Reproduce verbatim only the lines from the one containing "the gray wristband." through the last line below, both included.
────────────────────
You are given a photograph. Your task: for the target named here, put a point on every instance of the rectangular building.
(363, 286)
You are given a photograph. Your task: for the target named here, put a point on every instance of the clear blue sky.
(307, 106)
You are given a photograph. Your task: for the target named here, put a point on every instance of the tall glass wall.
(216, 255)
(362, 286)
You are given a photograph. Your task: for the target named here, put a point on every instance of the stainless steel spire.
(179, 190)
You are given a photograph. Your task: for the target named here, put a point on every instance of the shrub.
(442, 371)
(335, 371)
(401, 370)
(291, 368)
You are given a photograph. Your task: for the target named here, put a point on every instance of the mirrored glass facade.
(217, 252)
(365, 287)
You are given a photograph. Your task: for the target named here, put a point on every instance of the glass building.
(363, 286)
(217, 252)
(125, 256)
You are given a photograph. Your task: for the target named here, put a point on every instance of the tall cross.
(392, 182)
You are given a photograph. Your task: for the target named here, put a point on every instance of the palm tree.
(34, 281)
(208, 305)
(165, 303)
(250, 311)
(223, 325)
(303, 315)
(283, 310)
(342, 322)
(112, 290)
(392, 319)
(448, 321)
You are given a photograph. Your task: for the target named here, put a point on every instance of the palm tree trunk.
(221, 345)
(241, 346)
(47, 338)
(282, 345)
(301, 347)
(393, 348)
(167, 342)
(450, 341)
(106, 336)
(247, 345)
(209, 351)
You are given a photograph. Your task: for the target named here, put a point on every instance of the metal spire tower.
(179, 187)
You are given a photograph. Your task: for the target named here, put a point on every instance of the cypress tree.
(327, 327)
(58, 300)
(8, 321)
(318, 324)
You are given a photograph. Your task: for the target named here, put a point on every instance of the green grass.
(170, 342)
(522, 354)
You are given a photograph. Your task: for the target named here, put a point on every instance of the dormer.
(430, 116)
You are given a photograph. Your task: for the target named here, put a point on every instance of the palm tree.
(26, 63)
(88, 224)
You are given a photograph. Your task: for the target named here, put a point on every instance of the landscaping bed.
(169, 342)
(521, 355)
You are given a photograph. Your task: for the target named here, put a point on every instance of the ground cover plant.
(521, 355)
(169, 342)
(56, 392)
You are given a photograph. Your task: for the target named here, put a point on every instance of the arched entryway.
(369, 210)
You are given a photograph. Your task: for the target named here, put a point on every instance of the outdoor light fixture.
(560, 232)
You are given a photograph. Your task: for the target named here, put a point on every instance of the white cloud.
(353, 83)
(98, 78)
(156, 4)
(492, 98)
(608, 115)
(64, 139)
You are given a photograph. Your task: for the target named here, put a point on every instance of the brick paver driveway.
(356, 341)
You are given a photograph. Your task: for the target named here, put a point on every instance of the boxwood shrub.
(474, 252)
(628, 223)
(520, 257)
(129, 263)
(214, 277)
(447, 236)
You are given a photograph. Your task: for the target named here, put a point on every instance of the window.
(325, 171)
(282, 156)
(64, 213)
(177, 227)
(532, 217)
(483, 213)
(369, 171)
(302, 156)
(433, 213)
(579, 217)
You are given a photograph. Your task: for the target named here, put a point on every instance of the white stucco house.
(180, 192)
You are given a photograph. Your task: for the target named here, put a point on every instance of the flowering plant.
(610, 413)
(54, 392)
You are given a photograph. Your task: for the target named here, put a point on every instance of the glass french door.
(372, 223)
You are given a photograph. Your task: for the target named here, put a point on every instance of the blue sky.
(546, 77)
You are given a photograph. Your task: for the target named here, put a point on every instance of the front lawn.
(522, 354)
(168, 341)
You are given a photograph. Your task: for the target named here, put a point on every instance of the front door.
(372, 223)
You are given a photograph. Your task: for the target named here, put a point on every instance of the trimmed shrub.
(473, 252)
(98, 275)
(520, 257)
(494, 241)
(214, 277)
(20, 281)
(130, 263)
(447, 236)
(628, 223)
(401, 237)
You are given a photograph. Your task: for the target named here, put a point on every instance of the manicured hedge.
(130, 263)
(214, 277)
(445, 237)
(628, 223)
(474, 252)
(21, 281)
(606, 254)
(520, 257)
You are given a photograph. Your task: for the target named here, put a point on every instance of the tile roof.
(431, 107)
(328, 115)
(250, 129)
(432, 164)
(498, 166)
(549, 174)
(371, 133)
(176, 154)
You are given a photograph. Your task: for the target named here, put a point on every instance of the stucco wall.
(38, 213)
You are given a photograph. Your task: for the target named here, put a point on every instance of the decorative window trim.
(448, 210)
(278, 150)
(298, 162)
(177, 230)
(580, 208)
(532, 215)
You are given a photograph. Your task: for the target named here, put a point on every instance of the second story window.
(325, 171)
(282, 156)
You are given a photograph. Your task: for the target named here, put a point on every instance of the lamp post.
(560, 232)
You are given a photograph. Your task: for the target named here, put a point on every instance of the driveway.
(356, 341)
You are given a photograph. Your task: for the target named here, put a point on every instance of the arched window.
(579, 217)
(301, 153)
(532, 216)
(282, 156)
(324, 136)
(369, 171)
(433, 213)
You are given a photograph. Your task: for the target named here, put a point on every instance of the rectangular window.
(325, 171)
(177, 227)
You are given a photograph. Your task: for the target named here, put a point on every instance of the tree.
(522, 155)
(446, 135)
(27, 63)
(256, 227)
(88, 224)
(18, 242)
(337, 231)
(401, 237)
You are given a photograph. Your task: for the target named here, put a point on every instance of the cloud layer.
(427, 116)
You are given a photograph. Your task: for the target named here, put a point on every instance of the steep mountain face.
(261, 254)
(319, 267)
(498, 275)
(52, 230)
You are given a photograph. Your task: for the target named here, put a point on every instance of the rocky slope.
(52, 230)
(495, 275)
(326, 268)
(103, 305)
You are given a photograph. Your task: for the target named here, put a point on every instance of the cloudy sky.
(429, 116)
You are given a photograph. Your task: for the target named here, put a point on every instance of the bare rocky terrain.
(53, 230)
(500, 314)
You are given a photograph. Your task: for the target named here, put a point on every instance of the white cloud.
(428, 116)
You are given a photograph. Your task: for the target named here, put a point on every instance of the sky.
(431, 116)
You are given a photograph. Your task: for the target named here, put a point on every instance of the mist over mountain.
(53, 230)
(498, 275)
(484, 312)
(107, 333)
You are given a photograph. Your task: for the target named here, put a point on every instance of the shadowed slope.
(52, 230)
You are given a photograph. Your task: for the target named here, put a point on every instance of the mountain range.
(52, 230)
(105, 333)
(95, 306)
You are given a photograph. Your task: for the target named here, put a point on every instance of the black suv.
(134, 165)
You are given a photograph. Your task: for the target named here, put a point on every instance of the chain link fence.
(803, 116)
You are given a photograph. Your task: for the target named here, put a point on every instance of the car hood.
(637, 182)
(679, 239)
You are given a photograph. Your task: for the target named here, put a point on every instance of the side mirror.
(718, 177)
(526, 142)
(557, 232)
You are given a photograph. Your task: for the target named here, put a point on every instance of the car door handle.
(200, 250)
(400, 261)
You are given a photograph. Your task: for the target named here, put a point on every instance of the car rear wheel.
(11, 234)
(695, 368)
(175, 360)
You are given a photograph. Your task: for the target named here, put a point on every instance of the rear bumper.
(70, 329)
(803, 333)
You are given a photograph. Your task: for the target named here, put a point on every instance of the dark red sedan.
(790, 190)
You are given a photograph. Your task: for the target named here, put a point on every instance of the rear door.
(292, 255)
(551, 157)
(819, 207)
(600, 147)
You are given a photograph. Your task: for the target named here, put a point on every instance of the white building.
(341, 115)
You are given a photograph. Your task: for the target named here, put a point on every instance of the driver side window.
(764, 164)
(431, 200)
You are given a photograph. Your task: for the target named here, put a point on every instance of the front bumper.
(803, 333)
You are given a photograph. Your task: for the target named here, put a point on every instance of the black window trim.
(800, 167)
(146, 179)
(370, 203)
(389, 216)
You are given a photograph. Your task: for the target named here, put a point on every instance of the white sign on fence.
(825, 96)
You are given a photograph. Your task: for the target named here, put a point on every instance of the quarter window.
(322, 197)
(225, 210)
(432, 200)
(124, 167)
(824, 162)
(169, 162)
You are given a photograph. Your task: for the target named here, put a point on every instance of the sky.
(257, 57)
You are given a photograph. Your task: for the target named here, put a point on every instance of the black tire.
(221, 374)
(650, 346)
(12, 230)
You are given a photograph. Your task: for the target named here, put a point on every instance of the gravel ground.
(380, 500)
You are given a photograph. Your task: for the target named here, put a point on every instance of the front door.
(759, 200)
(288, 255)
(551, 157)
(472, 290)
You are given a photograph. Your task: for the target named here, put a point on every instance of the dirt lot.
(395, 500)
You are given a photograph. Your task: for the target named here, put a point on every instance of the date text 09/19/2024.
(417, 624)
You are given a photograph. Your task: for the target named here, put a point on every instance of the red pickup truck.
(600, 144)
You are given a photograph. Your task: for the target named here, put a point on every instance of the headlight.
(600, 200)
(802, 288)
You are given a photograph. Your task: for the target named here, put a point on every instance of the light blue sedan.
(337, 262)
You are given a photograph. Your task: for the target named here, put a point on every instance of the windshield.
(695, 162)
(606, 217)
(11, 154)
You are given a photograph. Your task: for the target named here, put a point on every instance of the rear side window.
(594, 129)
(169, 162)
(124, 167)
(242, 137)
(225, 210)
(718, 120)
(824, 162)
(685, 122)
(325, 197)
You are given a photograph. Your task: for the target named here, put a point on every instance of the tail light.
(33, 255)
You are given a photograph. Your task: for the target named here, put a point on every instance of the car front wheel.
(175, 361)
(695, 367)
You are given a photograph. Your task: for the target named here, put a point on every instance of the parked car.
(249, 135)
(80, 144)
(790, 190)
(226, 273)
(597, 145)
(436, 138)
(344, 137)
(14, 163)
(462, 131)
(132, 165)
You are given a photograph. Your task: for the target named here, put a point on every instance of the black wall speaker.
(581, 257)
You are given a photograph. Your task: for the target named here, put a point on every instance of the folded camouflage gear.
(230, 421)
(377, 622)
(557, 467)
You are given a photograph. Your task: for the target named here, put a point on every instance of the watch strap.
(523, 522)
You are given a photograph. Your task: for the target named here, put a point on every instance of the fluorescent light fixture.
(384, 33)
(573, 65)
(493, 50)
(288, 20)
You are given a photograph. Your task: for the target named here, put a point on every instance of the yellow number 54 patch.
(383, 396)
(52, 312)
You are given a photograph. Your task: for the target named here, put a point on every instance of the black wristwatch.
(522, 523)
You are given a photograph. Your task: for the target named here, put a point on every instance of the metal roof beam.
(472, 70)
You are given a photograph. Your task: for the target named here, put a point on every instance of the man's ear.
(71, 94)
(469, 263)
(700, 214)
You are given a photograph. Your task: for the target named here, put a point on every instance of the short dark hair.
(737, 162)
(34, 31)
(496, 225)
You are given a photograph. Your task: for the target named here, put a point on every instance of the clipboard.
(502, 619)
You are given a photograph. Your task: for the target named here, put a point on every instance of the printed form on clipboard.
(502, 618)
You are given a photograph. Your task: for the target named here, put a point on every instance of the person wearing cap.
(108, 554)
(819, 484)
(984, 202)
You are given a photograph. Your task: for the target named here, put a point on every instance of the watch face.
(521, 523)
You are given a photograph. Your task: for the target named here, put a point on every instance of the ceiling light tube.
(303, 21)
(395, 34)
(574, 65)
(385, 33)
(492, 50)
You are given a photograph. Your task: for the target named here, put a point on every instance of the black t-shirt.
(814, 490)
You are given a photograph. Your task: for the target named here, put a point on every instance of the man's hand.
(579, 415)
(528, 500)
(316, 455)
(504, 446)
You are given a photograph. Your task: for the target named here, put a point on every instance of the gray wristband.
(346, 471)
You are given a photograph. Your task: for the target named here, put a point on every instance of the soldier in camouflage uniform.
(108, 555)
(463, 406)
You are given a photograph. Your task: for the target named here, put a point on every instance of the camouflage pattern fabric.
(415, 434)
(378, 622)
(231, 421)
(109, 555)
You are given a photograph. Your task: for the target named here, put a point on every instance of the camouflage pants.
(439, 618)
────────────────────
Solution
You are given a photograph. Your task: for the target named here, put a point on every instance of the gray wristband.
(346, 471)
You are given a photograph. Your task: for the target named here, put a point on every instance of the soldier in camouflage uniform.
(108, 555)
(463, 406)
You are given a photograph. Your task: for the target named here, put a point on every instance of the camouflage pattern fabric.
(415, 434)
(378, 622)
(231, 421)
(109, 555)
You are given a photograph. Your task: for the target named here, put a point on every instance of the camouflage pants.
(439, 618)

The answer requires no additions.